#### [Task description]
Convert the material into a Markdown table with the columns Row and Line, starting with the line that contains "Expected: for each instance of the eroded" and continuing through the end of the material. Skip blank lines and leave the pictures out.

-- Begin Supplied entries --

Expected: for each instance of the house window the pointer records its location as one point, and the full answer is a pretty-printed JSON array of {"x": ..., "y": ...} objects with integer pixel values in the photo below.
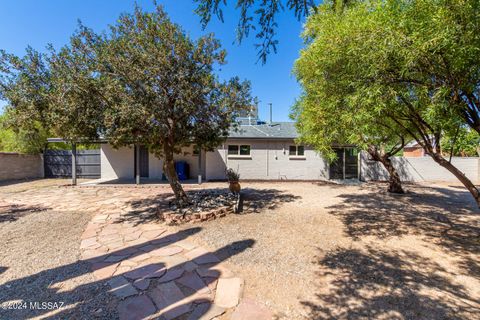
[
  {"x": 296, "y": 151},
  {"x": 238, "y": 150}
]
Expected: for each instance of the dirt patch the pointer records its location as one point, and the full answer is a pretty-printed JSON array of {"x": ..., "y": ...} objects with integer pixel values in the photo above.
[
  {"x": 39, "y": 263},
  {"x": 320, "y": 251}
]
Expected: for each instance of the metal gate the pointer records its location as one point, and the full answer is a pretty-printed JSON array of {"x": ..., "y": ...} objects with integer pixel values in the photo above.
[
  {"x": 58, "y": 163},
  {"x": 345, "y": 165}
]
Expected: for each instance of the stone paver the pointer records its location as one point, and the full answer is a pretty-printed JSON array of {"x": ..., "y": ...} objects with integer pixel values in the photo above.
[
  {"x": 249, "y": 309},
  {"x": 153, "y": 270},
  {"x": 121, "y": 287},
  {"x": 185, "y": 276},
  {"x": 135, "y": 308},
  {"x": 228, "y": 292},
  {"x": 207, "y": 311}
]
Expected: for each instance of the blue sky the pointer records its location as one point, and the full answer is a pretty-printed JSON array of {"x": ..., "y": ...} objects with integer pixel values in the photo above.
[{"x": 37, "y": 23}]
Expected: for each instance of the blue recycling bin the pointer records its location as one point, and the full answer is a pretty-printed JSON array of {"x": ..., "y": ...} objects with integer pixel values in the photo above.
[{"x": 182, "y": 169}]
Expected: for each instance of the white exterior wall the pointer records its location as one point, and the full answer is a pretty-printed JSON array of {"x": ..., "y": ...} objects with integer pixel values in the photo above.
[
  {"x": 269, "y": 160},
  {"x": 416, "y": 169}
]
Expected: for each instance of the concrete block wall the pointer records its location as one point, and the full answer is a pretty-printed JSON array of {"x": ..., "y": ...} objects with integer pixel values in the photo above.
[
  {"x": 15, "y": 166},
  {"x": 119, "y": 163},
  {"x": 417, "y": 169}
]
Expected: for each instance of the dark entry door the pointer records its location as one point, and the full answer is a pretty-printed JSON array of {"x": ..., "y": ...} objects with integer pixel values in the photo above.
[
  {"x": 143, "y": 162},
  {"x": 351, "y": 163},
  {"x": 345, "y": 165}
]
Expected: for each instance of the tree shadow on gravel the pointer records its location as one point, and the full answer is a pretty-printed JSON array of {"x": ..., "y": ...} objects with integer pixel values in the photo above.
[
  {"x": 178, "y": 287},
  {"x": 13, "y": 212},
  {"x": 440, "y": 215},
  {"x": 255, "y": 200},
  {"x": 376, "y": 284}
]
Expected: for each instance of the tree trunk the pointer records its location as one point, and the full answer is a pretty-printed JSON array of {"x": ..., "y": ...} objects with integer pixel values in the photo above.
[
  {"x": 395, "y": 184},
  {"x": 169, "y": 170},
  {"x": 460, "y": 176}
]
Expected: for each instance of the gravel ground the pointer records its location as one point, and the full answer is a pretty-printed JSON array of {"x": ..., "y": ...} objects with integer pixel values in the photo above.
[
  {"x": 326, "y": 251},
  {"x": 39, "y": 263}
]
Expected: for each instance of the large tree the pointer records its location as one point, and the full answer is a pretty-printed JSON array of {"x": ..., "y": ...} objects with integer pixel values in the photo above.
[
  {"x": 323, "y": 122},
  {"x": 161, "y": 88},
  {"x": 376, "y": 54}
]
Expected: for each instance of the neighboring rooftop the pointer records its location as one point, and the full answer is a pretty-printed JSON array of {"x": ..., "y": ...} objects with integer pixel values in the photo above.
[{"x": 259, "y": 130}]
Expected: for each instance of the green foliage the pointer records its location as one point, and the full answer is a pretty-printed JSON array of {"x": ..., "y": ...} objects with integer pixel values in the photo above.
[
  {"x": 144, "y": 81},
  {"x": 389, "y": 62},
  {"x": 160, "y": 87},
  {"x": 258, "y": 16},
  {"x": 411, "y": 66}
]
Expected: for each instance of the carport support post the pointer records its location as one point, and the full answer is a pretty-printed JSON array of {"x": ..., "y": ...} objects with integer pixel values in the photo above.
[
  {"x": 137, "y": 164},
  {"x": 74, "y": 164}
]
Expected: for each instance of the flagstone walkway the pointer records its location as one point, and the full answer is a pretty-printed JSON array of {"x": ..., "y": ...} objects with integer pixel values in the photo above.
[{"x": 154, "y": 270}]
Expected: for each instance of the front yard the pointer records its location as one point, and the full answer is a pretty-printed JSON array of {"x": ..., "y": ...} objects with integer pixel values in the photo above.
[{"x": 304, "y": 250}]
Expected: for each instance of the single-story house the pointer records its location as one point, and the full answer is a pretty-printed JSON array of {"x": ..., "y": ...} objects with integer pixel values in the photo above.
[{"x": 258, "y": 151}]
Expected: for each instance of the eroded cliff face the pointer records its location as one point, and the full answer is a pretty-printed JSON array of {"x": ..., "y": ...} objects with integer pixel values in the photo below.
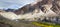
[{"x": 41, "y": 9}]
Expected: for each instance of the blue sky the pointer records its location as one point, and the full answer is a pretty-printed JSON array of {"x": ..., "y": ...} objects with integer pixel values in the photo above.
[{"x": 14, "y": 4}]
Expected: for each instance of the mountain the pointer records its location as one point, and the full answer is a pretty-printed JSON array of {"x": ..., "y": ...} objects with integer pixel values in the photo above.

-- End Supplied entries --

#### [Final answer]
| Row | Line |
|---|---|
| 1 | Expected: for each instance of the eroded cliff face the pointer records its location as one point, and the full answer is a pretty-printed JSON array of {"x": ..., "y": ...} objects with integer pixel values in the photo below. |
| 2 | [{"x": 41, "y": 9}] |
| 3 | Expected: for each instance of the blue sky the pointer records its location as one point, and the full answer is a pretty-printed JSON array of {"x": ..., "y": ...} objects with integer pixel values in the photo above. |
| 4 | [{"x": 14, "y": 4}] |
| 5 | Expected: for each instance of the mountain the pointer records its location as one point, and the full answer is a pretty-printed JSON array of {"x": ..., "y": ...} objects with integer pixel values in the photo above. |